▸ **Records**
** start **
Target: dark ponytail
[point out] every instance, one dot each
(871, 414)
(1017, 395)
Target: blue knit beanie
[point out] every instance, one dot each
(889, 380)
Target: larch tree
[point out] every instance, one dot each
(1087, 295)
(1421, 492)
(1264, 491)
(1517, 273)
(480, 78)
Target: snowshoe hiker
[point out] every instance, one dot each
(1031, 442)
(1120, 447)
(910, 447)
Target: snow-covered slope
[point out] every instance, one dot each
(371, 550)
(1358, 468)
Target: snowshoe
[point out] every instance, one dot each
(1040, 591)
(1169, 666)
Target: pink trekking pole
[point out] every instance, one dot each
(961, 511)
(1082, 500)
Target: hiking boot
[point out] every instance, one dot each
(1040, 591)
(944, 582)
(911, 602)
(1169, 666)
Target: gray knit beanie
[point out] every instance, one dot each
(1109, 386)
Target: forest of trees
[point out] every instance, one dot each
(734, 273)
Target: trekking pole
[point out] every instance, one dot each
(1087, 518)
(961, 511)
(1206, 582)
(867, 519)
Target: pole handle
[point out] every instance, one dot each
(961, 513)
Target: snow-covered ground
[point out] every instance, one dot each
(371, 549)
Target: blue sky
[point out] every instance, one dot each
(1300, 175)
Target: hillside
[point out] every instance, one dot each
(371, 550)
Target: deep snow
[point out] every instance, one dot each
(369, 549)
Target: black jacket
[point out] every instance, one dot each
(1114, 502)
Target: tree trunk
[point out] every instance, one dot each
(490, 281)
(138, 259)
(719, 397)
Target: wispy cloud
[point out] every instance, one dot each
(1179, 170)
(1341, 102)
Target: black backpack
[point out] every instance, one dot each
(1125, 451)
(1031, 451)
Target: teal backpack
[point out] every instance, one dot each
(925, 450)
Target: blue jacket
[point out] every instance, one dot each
** end **
▸ **Your task**
Please retype all of the records above, line for line, without changing anything.

▸ **Worked solution**
Target: dark ponytail
[point out] every instance, one dot each
(871, 414)
(1017, 395)
Target: blue knit beanie
[point out] every instance, one dot each
(889, 380)
Target: larch tree
[point out] every instance, one dot each
(1087, 295)
(1421, 492)
(1264, 491)
(1517, 273)
(480, 78)
Target: snowshoe hiker
[point out] every instance, one dot each
(1031, 442)
(1120, 447)
(910, 447)
Target: snow-covered slope
[point out] every instance, one dot each
(371, 550)
(1358, 468)
Target: snowshoe
[point out] every instance, one dot each
(1040, 591)
(1169, 666)
Target: pink trekking pole
[point out] every instance, one dot each
(961, 511)
(1082, 500)
Target: hiking boot
[point out] every instance, one dot each
(1040, 591)
(944, 582)
(911, 602)
(1169, 666)
Target: gray knit beanie
[point out] every instance, one dot each
(1109, 386)
Target: forest of trees
[point out] every instance, one dot each
(734, 273)
Target: trekking pole
[point out] every instance, one dot each
(1087, 518)
(961, 511)
(1206, 582)
(867, 519)
Target: pole handle
[point out] every instance, one dot each
(961, 513)
Target: snow-covered ground
[point out] every instance, one dot each
(371, 549)
Target: blue sky
[point out] every instance, one dot each
(1300, 175)
Target: hillside
[point out] every instance, one dot each
(371, 550)
Target: deep snow
[point out] every instance, one dot each
(369, 549)
Target: black jacket
[point out] every instance, one dot each
(1114, 502)
Target: tree trunk
[point out] every instance, one dot each
(490, 281)
(138, 259)
(719, 397)
Target: wispy cloud
[point out] every instance, one dot each
(1179, 170)
(1341, 102)
Target: black backpack
[point out] every instance, one dot each
(1125, 451)
(1031, 451)
Target: teal backpack
[point out] every instance, one dot each
(925, 450)
Target: blue jacket
[point out] every instance, one dot each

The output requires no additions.